- **Exercise description**:
How many lines in the items below contain the word "railing"? Give only the number.

- **Exercise materials**:
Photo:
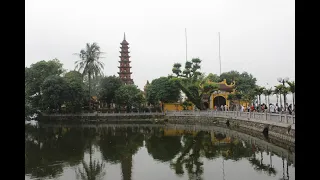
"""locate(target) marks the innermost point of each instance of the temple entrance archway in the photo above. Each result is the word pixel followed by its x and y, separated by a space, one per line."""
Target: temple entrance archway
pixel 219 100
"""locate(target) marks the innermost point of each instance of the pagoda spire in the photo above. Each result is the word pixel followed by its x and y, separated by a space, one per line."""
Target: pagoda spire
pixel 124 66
---
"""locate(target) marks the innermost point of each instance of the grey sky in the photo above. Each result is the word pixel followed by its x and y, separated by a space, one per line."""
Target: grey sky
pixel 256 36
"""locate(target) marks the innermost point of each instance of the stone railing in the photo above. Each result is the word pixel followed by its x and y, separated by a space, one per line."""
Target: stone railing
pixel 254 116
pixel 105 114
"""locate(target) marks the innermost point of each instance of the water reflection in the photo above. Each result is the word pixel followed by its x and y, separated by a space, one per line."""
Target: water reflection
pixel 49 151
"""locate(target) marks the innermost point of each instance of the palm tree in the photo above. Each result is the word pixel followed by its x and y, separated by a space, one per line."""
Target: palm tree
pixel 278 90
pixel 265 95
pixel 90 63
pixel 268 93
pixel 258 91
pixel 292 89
==
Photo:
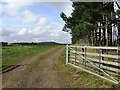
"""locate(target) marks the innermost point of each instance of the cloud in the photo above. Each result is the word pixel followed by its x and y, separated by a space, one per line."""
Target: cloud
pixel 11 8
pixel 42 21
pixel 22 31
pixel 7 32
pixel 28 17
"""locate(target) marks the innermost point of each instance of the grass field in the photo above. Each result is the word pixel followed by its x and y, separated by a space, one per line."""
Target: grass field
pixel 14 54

- **Answer to this exercise**:
2